(Dataset entries)
* begin *

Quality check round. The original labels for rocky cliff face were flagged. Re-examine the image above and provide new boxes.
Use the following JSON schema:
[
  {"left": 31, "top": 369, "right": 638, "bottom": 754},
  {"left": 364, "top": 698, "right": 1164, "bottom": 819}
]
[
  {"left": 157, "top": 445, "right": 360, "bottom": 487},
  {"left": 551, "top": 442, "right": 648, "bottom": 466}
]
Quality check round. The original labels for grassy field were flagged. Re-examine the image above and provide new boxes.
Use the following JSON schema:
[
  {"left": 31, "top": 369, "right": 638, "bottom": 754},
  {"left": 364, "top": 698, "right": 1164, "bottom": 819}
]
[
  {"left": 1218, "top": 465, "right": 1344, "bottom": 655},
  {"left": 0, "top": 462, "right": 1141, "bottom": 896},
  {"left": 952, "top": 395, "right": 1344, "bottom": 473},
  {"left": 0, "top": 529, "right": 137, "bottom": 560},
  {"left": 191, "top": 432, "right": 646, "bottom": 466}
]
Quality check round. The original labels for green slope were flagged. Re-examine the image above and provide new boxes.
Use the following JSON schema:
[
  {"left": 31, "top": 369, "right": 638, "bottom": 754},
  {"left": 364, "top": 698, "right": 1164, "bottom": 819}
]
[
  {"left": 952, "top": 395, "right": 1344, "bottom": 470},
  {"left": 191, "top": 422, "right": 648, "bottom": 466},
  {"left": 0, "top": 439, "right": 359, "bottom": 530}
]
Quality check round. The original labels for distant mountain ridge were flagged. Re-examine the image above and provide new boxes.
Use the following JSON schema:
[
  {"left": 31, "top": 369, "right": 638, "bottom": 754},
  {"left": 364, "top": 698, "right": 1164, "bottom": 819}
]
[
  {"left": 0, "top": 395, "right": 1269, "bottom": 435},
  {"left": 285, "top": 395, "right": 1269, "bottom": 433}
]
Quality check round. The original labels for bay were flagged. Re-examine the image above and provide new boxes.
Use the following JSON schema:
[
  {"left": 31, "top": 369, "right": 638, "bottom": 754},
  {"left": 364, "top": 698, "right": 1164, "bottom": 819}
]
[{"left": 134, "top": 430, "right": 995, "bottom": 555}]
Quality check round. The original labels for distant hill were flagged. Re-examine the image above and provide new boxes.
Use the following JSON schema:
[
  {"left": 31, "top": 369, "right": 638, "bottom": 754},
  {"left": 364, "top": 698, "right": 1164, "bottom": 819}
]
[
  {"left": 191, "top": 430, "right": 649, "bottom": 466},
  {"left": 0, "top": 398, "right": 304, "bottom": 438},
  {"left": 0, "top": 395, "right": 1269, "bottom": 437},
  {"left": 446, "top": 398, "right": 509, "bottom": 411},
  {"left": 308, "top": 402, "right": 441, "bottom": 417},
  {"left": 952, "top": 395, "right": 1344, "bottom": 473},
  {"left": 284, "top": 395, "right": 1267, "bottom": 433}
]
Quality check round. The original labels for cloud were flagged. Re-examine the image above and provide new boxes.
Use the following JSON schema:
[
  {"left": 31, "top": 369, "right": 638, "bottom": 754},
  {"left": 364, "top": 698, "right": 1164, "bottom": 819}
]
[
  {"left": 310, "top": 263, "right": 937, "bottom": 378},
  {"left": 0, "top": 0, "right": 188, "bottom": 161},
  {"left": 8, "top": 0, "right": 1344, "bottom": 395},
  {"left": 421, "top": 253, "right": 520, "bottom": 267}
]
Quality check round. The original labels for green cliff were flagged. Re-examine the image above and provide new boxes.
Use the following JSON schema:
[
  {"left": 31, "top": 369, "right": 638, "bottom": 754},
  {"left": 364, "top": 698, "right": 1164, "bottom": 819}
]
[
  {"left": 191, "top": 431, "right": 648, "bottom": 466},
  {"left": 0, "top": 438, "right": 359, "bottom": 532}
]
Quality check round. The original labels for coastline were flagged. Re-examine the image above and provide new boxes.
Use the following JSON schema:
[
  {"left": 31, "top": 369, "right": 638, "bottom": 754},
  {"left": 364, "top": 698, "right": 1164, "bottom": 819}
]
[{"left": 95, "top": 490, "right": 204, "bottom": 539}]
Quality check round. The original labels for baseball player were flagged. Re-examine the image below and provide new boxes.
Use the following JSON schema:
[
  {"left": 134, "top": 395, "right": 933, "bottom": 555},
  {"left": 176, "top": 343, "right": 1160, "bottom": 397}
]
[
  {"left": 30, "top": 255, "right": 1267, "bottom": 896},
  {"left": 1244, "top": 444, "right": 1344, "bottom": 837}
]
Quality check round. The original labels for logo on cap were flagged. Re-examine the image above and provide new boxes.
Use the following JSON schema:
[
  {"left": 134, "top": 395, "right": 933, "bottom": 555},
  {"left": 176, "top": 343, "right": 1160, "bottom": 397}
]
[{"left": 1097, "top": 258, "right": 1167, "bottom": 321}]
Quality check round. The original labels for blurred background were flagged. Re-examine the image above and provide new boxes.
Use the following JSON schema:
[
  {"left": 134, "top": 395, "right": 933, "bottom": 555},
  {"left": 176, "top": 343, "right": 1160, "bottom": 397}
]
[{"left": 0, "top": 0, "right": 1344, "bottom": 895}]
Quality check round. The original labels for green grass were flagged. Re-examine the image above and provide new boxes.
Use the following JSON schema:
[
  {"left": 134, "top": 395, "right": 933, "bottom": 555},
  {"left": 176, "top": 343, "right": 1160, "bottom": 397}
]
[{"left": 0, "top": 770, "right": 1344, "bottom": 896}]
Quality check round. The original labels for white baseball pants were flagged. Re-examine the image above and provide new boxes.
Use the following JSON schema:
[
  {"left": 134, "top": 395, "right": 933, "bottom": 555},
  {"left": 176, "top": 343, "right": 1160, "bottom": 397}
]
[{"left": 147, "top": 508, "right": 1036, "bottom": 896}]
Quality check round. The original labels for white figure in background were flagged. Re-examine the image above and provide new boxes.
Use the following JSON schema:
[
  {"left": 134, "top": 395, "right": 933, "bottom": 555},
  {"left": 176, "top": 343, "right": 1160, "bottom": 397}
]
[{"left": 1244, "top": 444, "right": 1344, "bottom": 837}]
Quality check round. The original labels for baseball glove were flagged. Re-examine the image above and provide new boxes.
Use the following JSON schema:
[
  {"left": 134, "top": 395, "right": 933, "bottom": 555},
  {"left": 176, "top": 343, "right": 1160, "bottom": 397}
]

* end *

BRIEF: Arrange every line of the items above as a Markdown table with the columns Row and Line. Number each row and skip blank lines.

WRITTEN RESPONSE:
| Row | Line |
|---|---|
| 1 | Quality check round. The original labels for rocky cliff face were flagged. Re-examine the image above and provide new boxes. |
| 2 | Use the following JSON schema: |
| 3 | [ |
| 4 |   {"left": 31, "top": 369, "right": 638, "bottom": 754}, |
| 5 |   {"left": 364, "top": 698, "right": 1164, "bottom": 819} |
| 6 | ] |
| 7 | [ |
| 8 |   {"left": 157, "top": 445, "right": 360, "bottom": 487}, |
| 9 |   {"left": 551, "top": 442, "right": 648, "bottom": 466} |
| 10 | ] |
| 11 | Quality check round. The original labels for grassy field were flagged. Re-examine the image above and provide new boxes. |
| 12 | Use the following JSON schema: |
| 13 | [ |
| 14 |   {"left": 31, "top": 369, "right": 638, "bottom": 754}, |
| 15 |   {"left": 364, "top": 698, "right": 1164, "bottom": 819} |
| 16 | ] |
| 17 | [ |
| 18 |   {"left": 1218, "top": 465, "right": 1344, "bottom": 655}, |
| 19 |   {"left": 0, "top": 462, "right": 1141, "bottom": 896}, |
| 20 |   {"left": 952, "top": 395, "right": 1344, "bottom": 473}, |
| 21 |   {"left": 0, "top": 529, "right": 137, "bottom": 560}, |
| 22 |   {"left": 191, "top": 432, "right": 646, "bottom": 466} |
| 23 | ] |
| 24 | Quality check round. The original labels for green slope were flagged. Re-examine the image above and provide new boxes. |
| 25 | Use the following JSON schema: |
| 26 | [ |
| 27 |   {"left": 31, "top": 369, "right": 638, "bottom": 754}, |
| 28 |   {"left": 364, "top": 698, "right": 1164, "bottom": 819} |
| 29 | ] |
| 30 | [ |
| 31 |   {"left": 952, "top": 395, "right": 1344, "bottom": 470}, |
| 32 |   {"left": 191, "top": 422, "right": 648, "bottom": 466}, |
| 33 |   {"left": 0, "top": 439, "right": 359, "bottom": 530} |
| 34 | ] |
| 35 | Quality check round. The original labels for distant mountain ridge were flagged. Re-examine the image above and provide new boxes. |
| 36 | Use the following JSON schema: |
| 37 | [ |
| 38 |   {"left": 31, "top": 369, "right": 638, "bottom": 754}, |
| 39 |   {"left": 364, "top": 698, "right": 1164, "bottom": 819} |
| 40 | ] |
| 41 | [ |
| 42 |   {"left": 0, "top": 395, "right": 1269, "bottom": 435}, |
| 43 |   {"left": 285, "top": 395, "right": 1269, "bottom": 433} |
| 44 | ] |
| 45 | Quality check round. The original labels for bay were flagged. Re-examine the image above and provide new boxes. |
| 46 | Use the following JSON schema: |
| 47 | [ |
| 48 |   {"left": 31, "top": 369, "right": 638, "bottom": 754}, |
| 49 |   {"left": 364, "top": 698, "right": 1164, "bottom": 819} |
| 50 | ] |
| 51 | [{"left": 134, "top": 430, "right": 995, "bottom": 555}] |
| 52 | Quality check round. The original labels for distant hill were flagged. Re-examine the image above and provide new boxes. |
| 53 | Use the following JSON schema: |
| 54 | [ |
| 55 |   {"left": 31, "top": 369, "right": 638, "bottom": 754}, |
| 56 |   {"left": 364, "top": 698, "right": 1164, "bottom": 819} |
| 57 | ] |
| 58 | [ |
| 59 |   {"left": 191, "top": 430, "right": 649, "bottom": 466}, |
| 60 |   {"left": 0, "top": 398, "right": 304, "bottom": 438}, |
| 61 |   {"left": 0, "top": 395, "right": 1269, "bottom": 437}, |
| 62 |   {"left": 446, "top": 398, "right": 509, "bottom": 411}, |
| 63 |   {"left": 308, "top": 402, "right": 441, "bottom": 417}, |
| 64 |   {"left": 952, "top": 395, "right": 1344, "bottom": 473}, |
| 65 |   {"left": 284, "top": 395, "right": 1267, "bottom": 433} |
| 66 | ] |
| 67 | Quality check round. The original labels for cloud were flagged. Re-examine the image above and provide new boxes. |
| 68 | Use the following JSON schema: |
| 69 | [ |
| 70 |   {"left": 31, "top": 369, "right": 638, "bottom": 754}, |
| 71 |   {"left": 364, "top": 698, "right": 1164, "bottom": 819} |
| 72 | ] |
| 73 | [ |
| 74 |   {"left": 310, "top": 263, "right": 937, "bottom": 378}, |
| 75 |   {"left": 0, "top": 0, "right": 188, "bottom": 161}, |
| 76 |   {"left": 8, "top": 0, "right": 1344, "bottom": 395}, |
| 77 |   {"left": 421, "top": 253, "right": 520, "bottom": 267} |
| 78 | ] |
| 79 | Quality check round. The original labels for green cliff were flagged. Re-examine the image above and provide new boxes. |
| 80 | Use the following JSON schema: |
| 81 | [ |
| 82 |   {"left": 31, "top": 369, "right": 638, "bottom": 754}, |
| 83 |   {"left": 364, "top": 698, "right": 1164, "bottom": 819} |
| 84 | ] |
| 85 | [ |
| 86 |   {"left": 191, "top": 431, "right": 648, "bottom": 466}, |
| 87 |   {"left": 0, "top": 438, "right": 359, "bottom": 532} |
| 88 | ] |
| 89 | Quality check round. The original labels for coastline were flagged. Re-examine the image above and provide new boxes. |
| 90 | Use the following JSON schema: |
| 91 | [ |
| 92 |   {"left": 31, "top": 369, "right": 638, "bottom": 754}, |
| 93 |   {"left": 364, "top": 698, "right": 1164, "bottom": 819} |
| 94 | ] |
| 95 | [{"left": 95, "top": 490, "right": 204, "bottom": 539}] |
| 96 | Quality check round. The original labels for baseball player were flagged. Re-examine the image below and provide new boxes. |
| 97 | Use the following JSON schema: |
| 98 | [ |
| 99 |   {"left": 134, "top": 395, "right": 933, "bottom": 555}, |
| 100 |   {"left": 176, "top": 343, "right": 1160, "bottom": 397} |
| 101 | ] |
| 102 | [ |
| 103 |   {"left": 30, "top": 255, "right": 1267, "bottom": 896}, |
| 104 |   {"left": 1244, "top": 444, "right": 1344, "bottom": 837} |
| 105 | ] |
| 106 | Quality check round. The original labels for logo on cap were flagged. Re-examine the image above and provide new boxes. |
| 107 | Use the following JSON schema: |
| 108 | [ |
| 109 |   {"left": 134, "top": 395, "right": 933, "bottom": 555}, |
| 110 |   {"left": 176, "top": 343, "right": 1160, "bottom": 397} |
| 111 | ] |
| 112 | [{"left": 1097, "top": 258, "right": 1167, "bottom": 321}] |
| 113 | Quality check round. The original labels for blurred background were flagged. Re-examine the image above and provide new boxes. |
| 114 | Use the following JSON schema: |
| 115 | [ |
| 116 |   {"left": 134, "top": 395, "right": 933, "bottom": 555}, |
| 117 |   {"left": 176, "top": 343, "right": 1160, "bottom": 397} |
| 118 | ] |
| 119 | [{"left": 0, "top": 0, "right": 1344, "bottom": 895}] |
| 120 | Quality check round. The original labels for green grass were flagged. Re-examine the image above and provide new boxes. |
| 121 | Use the following JSON schema: |
| 122 | [ |
| 123 |   {"left": 134, "top": 395, "right": 933, "bottom": 555}, |
| 124 |   {"left": 176, "top": 343, "right": 1160, "bottom": 397} |
| 125 | ] |
| 126 | [{"left": 0, "top": 770, "right": 1344, "bottom": 896}] |
| 127 | Quality check round. The original labels for white baseball pants were flagged. Re-examine the image above and provide new boxes. |
| 128 | Use the following JSON schema: |
| 129 | [ |
| 130 |   {"left": 134, "top": 395, "right": 933, "bottom": 555}, |
| 131 |   {"left": 176, "top": 343, "right": 1160, "bottom": 397} |
| 132 | ] |
| 133 | [{"left": 147, "top": 508, "right": 1036, "bottom": 896}] |
| 134 | Quality check round. The original labels for white figure in background were flagged. Re-examine the image above and provide new boxes. |
| 135 | Use the following JSON schema: |
| 136 | [ |
| 137 |   {"left": 134, "top": 395, "right": 933, "bottom": 555}, |
| 138 |   {"left": 176, "top": 343, "right": 1160, "bottom": 397} |
| 139 | ] |
| 140 | [{"left": 1244, "top": 444, "right": 1344, "bottom": 837}] |
| 141 | Quality check round. The original labels for baseball glove were flagged. Re-examine the image above and provide new boxes. |
| 142 | Use the following JSON schema: |
| 143 | [ |
| 144 |   {"left": 134, "top": 395, "right": 933, "bottom": 555}, |
| 145 |   {"left": 176, "top": 343, "right": 1160, "bottom": 397} |
| 146 | ] |